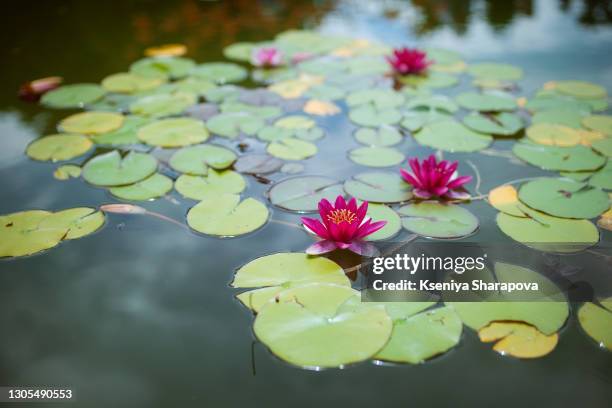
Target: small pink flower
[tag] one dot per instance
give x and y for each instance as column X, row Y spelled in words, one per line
column 342, row 226
column 266, row 57
column 432, row 179
column 406, row 61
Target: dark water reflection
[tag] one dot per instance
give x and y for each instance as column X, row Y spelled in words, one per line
column 139, row 314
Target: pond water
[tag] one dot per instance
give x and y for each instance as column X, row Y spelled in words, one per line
column 141, row 314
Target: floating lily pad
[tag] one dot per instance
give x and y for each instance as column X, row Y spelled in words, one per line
column 110, row 169
column 437, row 220
column 452, row 136
column 564, row 198
column 91, row 123
column 226, row 216
column 58, row 147
column 152, row 187
column 502, row 123
column 127, row 82
column 73, row 96
column 213, row 184
column 492, row 70
column 574, row 158
column 596, row 322
column 518, row 339
column 485, row 102
column 233, row 124
column 378, row 187
column 157, row 106
column 422, row 336
column 196, row 160
column 220, row 72
column 292, row 149
column 307, row 327
column 176, row 132
column 548, row 233
column 376, row 156
column 303, row 194
column 381, row 212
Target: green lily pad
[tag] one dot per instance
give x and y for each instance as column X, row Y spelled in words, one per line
column 58, row 147
column 232, row 124
column 547, row 233
column 91, row 123
column 596, row 322
column 302, row 194
column 422, row 336
column 152, row 187
column 220, row 72
column 493, row 70
column 485, row 102
column 376, row 156
column 383, row 136
column 226, row 216
column 308, row 328
column 369, row 115
column 574, row 158
column 127, row 82
column 502, row 123
column 110, row 169
column 564, row 198
column 378, row 187
column 381, row 212
column 452, row 136
column 547, row 311
column 437, row 220
column 599, row 123
column 292, row 149
column 157, row 106
column 125, row 135
column 196, row 160
column 175, row 132
column 213, row 184
column 73, row 96
column 162, row 67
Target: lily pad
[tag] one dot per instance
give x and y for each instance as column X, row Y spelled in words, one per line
column 452, row 136
column 307, row 327
column 574, row 158
column 226, row 216
column 564, row 198
column 502, row 123
column 213, row 184
column 302, row 194
column 232, row 124
column 110, row 169
column 220, row 72
column 73, row 96
column 196, row 160
column 378, row 187
column 437, row 220
column 175, row 132
column 58, row 147
column 376, row 156
column 292, row 149
column 596, row 322
column 422, row 336
column 91, row 123
column 152, row 187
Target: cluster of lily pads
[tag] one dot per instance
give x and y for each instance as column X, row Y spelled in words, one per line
column 170, row 123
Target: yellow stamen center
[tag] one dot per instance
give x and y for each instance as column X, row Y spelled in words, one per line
column 338, row 216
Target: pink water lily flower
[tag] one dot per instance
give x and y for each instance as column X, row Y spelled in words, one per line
※
Produce an exact copy of each line of data, skipping embedded images.

Exercise answer:
Target: small pink flower
[tag] one dot per instance
give x and y for each instance as column X, row Y spelled in words, one per line
column 342, row 226
column 266, row 57
column 432, row 179
column 406, row 61
Target: dark water reflection
[tag] one dot per instance
give x and y for each instance as column X, row Y spelled in words, one per line
column 139, row 314
Target: pond water
[tag] one dot per instance
give x and y for each instance as column X, row Y spelled in words, one per line
column 141, row 314
Target: floating lily pad
[tag] one dot per instance
give x and y for each instance as column X, row Y spelled in words, one per line
column 110, row 169
column 437, row 220
column 452, row 136
column 564, row 198
column 91, row 123
column 226, row 216
column 58, row 147
column 152, row 187
column 502, row 123
column 127, row 82
column 73, row 96
column 213, row 184
column 492, row 70
column 574, row 158
column 596, row 322
column 518, row 339
column 485, row 102
column 233, row 124
column 378, row 187
column 157, row 106
column 422, row 336
column 196, row 160
column 220, row 72
column 292, row 149
column 307, row 327
column 176, row 132
column 548, row 233
column 376, row 156
column 303, row 194
column 381, row 212
Target: green lily pad
[tag] one dot per instance
give x and y for each instance as column X, row Y spelled in words, one per line
column 58, row 147
column 232, row 124
column 547, row 233
column 91, row 123
column 596, row 322
column 302, row 194
column 422, row 336
column 152, row 187
column 220, row 72
column 493, row 70
column 485, row 102
column 376, row 156
column 383, row 136
column 226, row 216
column 308, row 328
column 369, row 115
column 574, row 158
column 127, row 82
column 502, row 123
column 110, row 169
column 564, row 198
column 378, row 187
column 381, row 212
column 452, row 136
column 547, row 311
column 437, row 220
column 599, row 123
column 292, row 149
column 157, row 106
column 125, row 135
column 196, row 160
column 175, row 132
column 213, row 184
column 73, row 96
column 162, row 67
Target: lily pad
[tag] one dot per instance
give x and y for each instance as column X, row Y spelled in words, one per line
column 452, row 136
column 307, row 327
column 574, row 158
column 226, row 216
column 564, row 198
column 502, row 123
column 213, row 184
column 302, row 194
column 232, row 124
column 110, row 169
column 220, row 72
column 73, row 96
column 196, row 160
column 378, row 187
column 437, row 220
column 175, row 132
column 58, row 147
column 376, row 156
column 292, row 149
column 596, row 322
column 422, row 336
column 91, row 123
column 152, row 187
Target: cluster of lily pads
[tag] one dot per instance
give x and y for each instance as column X, row Y spelled in words, one per line
column 170, row 123
Target: yellow stamen center
[tag] one dot per instance
give x and y for each instance as column X, row Y spelled in words, one per line
column 338, row 216
Target: pink water lily flower
[tag] one dot per instance
give x and y for each instance as column X, row Y spelled in words, one per line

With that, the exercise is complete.